## TEXT SEGMENT
To address grounding, Google proposes PaLM-E: An Embodied Multimodal Language Model “to directly incorporate real-world continuous sensor modalities into language models and thereby establish the link between words and percepts”, “for multiple embodied tasks, including sequential robotic manipulation planning, visual question answering, and captioning”, and show that “PaLM-E, a single large embodied multimodal model, can address a variety of embodied reasoning tasks, from a variety of observation modalities, on multiple embodiments, and further, exhibits positive transfer: the model benefits from diverse joint training across internet-scale language, vision, and visual-language domains”, and the largest model, PaLM-E-562B with 562B parameters, “retains generalist language capabilities with increasing scale”.
OpenAI introduces CLIP: Connecting text and images. Google introduces Vision Transformer (ViT). There are several popular tools generating images from texts, e.g., OpenAI DALL·E 2, Stable Diffusion, and Midjourney.

## RECORD SET
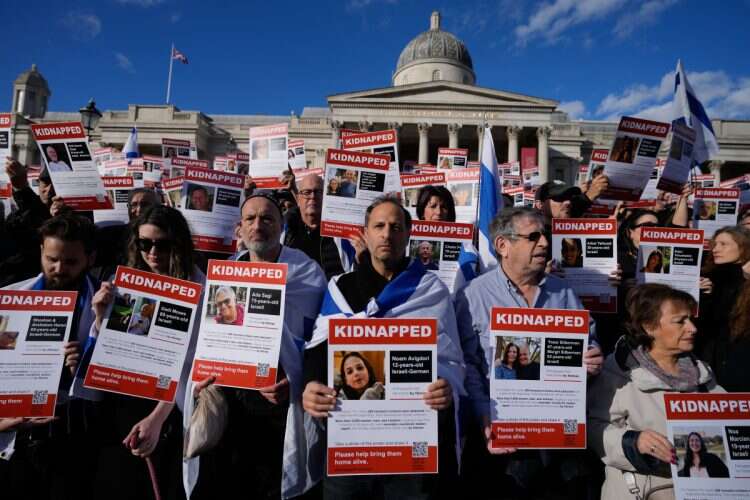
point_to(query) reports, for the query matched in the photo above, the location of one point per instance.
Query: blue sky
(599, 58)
* * *
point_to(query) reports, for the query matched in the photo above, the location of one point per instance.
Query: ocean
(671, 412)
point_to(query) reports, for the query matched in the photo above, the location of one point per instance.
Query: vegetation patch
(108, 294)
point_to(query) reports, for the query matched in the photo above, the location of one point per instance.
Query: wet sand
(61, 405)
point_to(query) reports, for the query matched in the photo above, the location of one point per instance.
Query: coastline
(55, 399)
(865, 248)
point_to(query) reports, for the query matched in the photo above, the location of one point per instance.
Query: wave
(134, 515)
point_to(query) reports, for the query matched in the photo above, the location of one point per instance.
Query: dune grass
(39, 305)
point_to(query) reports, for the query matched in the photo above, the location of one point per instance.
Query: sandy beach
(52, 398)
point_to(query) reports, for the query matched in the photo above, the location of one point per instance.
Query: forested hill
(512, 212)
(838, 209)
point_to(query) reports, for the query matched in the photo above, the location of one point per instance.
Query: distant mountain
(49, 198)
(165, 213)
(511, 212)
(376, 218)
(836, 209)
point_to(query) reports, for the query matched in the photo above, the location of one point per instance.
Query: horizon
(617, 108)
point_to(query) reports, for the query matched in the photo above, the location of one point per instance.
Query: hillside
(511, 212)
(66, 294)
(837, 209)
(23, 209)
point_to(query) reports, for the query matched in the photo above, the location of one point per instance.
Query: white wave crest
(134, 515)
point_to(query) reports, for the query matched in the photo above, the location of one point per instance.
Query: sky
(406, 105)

## WHAT THIS EXERCISE ASKS
- A) In the passage on PaLM-E, how many parameters does the largest model have?
- B) Write out the part of the PaLM-E passage starting with "OpenAI introduces CLIP: Connecting" and going on through "Diffusion, and Midjourney.".

## LIST OF ANSWERS
- A) 562B parameters (PaLM-E-562B).

- B)
OpenAI introduces CLIP: Connecting text and images. Google introduces Vision Transformer (ViT). There are several popular tools generating images from texts, e.g., OpenAI DALL·E 2, Stable Diffusion, and Midjourney.